Material to process
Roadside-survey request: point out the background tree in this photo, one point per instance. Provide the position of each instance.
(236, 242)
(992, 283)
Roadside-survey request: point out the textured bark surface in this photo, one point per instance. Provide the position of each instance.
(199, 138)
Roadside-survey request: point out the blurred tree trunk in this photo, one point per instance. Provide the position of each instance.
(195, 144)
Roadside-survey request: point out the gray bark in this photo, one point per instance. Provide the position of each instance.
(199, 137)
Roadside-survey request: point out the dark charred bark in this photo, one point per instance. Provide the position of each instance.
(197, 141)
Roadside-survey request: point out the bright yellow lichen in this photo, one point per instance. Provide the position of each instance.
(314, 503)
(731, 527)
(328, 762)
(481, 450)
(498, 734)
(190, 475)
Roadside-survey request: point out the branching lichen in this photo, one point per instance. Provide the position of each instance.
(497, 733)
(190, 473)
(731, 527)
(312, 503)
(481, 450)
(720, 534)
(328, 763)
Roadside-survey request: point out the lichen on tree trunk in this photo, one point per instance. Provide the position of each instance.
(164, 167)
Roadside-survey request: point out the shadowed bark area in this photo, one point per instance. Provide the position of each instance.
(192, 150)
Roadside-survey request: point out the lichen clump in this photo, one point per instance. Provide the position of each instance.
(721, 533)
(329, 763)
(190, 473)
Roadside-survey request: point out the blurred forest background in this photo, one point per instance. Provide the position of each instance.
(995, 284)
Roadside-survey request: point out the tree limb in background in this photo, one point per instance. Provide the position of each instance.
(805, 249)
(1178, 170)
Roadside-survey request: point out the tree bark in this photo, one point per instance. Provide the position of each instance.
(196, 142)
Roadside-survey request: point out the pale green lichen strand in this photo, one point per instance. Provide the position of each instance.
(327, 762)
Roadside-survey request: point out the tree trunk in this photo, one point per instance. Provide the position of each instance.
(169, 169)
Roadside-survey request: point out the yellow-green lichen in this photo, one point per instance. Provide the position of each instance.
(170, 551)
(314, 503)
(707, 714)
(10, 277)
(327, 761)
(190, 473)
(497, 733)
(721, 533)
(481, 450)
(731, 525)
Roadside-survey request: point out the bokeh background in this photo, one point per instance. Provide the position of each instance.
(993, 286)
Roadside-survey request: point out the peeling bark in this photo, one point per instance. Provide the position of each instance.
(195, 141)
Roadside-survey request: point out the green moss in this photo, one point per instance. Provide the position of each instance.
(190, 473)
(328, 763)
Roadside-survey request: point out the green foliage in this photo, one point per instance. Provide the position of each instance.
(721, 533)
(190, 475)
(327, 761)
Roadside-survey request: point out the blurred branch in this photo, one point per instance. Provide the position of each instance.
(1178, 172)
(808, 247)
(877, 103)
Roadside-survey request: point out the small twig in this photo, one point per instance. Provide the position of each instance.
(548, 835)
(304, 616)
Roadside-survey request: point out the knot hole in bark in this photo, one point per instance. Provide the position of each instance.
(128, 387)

Your objective
Rewrite everything from the line containing "Roadside-survey request: point out the peeling" down to the last line, replacing "small twig" with "thin twig" and leaving all else unchanged.

The response
Roadside-survey request: point out the peeling bark in this photo, one point per instance. Provide the position of each instance.
(195, 141)
Roadside-survey request: point out the green moss in this photo, one point per instance. Provide the position of each instance.
(190, 473)
(328, 763)
Roadside-survey request: point out the green foliage in this photo, one point per instance. Provide the position of each instance.
(721, 533)
(190, 475)
(327, 761)
Roadside-survey request: point out the blurred branch in this photo, one point per instance. Provide the position of each instance.
(1178, 172)
(808, 247)
(877, 103)
Roadside-survey request: point out the thin twig in this photo, one point per instance. Provide the position of each instance.
(548, 835)
(304, 616)
Roadside-survey request: point out the knot hole in bark in this photo, one point per instance. Provide the position of each instance.
(128, 387)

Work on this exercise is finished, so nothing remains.